■ Data excerpts:
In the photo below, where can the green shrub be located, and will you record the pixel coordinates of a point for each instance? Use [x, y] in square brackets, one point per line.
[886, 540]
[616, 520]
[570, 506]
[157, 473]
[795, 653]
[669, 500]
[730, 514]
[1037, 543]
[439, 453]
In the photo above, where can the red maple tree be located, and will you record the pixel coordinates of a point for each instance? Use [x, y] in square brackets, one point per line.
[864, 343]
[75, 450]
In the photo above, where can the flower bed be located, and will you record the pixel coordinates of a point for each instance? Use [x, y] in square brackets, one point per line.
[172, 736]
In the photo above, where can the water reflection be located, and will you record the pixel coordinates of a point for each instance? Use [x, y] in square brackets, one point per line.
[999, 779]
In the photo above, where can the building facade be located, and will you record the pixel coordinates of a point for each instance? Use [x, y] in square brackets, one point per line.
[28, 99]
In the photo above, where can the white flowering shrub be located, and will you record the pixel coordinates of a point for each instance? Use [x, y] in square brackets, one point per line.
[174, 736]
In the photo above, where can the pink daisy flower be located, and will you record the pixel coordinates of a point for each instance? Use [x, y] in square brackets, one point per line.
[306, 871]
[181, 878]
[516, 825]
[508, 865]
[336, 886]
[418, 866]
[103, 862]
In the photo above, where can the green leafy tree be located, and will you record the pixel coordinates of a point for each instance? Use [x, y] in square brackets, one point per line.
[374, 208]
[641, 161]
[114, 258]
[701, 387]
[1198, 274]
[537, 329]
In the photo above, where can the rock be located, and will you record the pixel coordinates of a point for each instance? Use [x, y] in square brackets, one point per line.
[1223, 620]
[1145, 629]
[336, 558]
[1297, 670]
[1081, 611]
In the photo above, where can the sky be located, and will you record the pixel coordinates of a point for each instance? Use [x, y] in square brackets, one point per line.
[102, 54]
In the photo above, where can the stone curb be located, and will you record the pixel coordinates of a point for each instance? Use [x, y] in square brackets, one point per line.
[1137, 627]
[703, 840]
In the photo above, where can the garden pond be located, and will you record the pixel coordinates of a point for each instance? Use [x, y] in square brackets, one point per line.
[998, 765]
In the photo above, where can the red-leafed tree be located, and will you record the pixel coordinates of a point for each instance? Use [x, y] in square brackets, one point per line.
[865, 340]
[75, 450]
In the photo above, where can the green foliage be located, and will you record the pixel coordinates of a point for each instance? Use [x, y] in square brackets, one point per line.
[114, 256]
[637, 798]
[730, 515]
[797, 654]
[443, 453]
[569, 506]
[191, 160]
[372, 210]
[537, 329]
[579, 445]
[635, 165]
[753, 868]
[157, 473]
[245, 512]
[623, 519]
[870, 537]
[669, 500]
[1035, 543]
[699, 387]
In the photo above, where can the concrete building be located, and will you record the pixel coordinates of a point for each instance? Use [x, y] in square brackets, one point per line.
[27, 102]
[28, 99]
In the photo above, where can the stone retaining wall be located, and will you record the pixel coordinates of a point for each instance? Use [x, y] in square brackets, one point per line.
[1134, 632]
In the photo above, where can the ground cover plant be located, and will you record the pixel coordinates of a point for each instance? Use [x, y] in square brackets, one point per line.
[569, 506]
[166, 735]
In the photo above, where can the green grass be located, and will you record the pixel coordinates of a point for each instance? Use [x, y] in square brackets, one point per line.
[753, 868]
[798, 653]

■ Your objective:
All the entries are to be set down exactly as they appear.

■ Response below:
In the photo below, where can the green shrub be located, and will you record the pixel coordinates of a point for each instance? Use [x, y] in square brackets, one point per line.
[886, 540]
[616, 520]
[570, 506]
[157, 473]
[795, 653]
[669, 500]
[730, 514]
[1037, 543]
[439, 453]
In the photo above, where can the red maple tree be located, and will you record the pixel coordinates of a point for each instance? Use [x, y] in square brackets, one point per line.
[864, 343]
[75, 450]
In the photo above, where can the flower bed be located, and will you record the pixel coordinates of a point for each instance? Use [x, y] in square brackets, one point per line.
[172, 736]
In the photo above, where can the water reflection be located, and will you record the pixel coordinates of a point for each instance? Use [x, y] in square brackets, one point per line.
[999, 779]
In the photo above, where can the building facade be located, and will you record the pixel coordinates of a point for each instance? Use [x, y] in square brackets, one point per line.
[28, 99]
In the photo above, where can the white flowering shrub be located, and will you record the pixel coordinates of a point for each instance? Use [x, y] in square brackets, one point per line.
[174, 736]
In the photo above, where can the pink daisy flower be located, and will you record the pixel coordinates of a point for each instance? Use [x, y] in square brackets, one point per line.
[306, 871]
[181, 878]
[516, 825]
[508, 865]
[336, 886]
[418, 866]
[103, 862]
In the photo above, where can the green leafy tree be located, and will you record the pixel coordinates of a point for each instance? Use [x, y] in square brackets, one point per line.
[374, 208]
[641, 161]
[114, 258]
[701, 387]
[1198, 274]
[537, 329]
In the photo above, where can the rock be located, and will you record the pixel coordinates of a point for each instance? Use [x, y] in square brackets, one point per line.
[1223, 620]
[1145, 629]
[336, 558]
[1297, 670]
[1081, 611]
In the photo above, where can the sky be located, and will you record the pixel coordinates of a point for each instance? Use [x, y] in square brackets, one point per line.
[102, 54]
In the photo above, where can the stone curb be located, and will you record the pixel coordinates of a point for each instance? Use [x, y] in square brackets, one point per line.
[1137, 627]
[703, 840]
In the photo above, where can the garden pond be located, and will you record the pixel coordinates of a point for each instance? Use [x, y] in square brackets, one point per line.
[998, 765]
In the photo above, where can the red-leafed tree be located, and will you record the pixel coordinates of a point for each instance? Use [x, y] in square brackets, one point per line.
[865, 340]
[75, 450]
In the photo above, where can the green foliage be located, and will you record the pixel coordinates of a point for each instance? Use [x, y] in square brackets, one point per line.
[114, 256]
[637, 798]
[730, 515]
[797, 654]
[443, 453]
[569, 506]
[191, 160]
[372, 210]
[537, 329]
[579, 445]
[635, 165]
[753, 868]
[157, 473]
[245, 512]
[623, 519]
[870, 537]
[669, 500]
[1035, 543]
[699, 387]
In the photo above, where can the concrete building be located, and will you record the pixel coordinates of a point for each instance? Use [x, y] in square brackets, one point per line.
[27, 102]
[28, 99]
In the photo above, where can the stone retaining wall be located, and will you record the pixel coordinates of a point for each instance? Use [x, y] in square brackets, one point per line.
[1134, 632]
In the photo above, where can the ground cover plant be located, and will you record the pixel coordinates of a point for each instance? Use [x, y] in square brackets, one point per line.
[569, 506]
[166, 735]
In the photo above, where can the green grass be located, and will you record the pixel coordinates of a point for each instance? Use [x, y] in square brackets, one point per line.
[753, 868]
[798, 653]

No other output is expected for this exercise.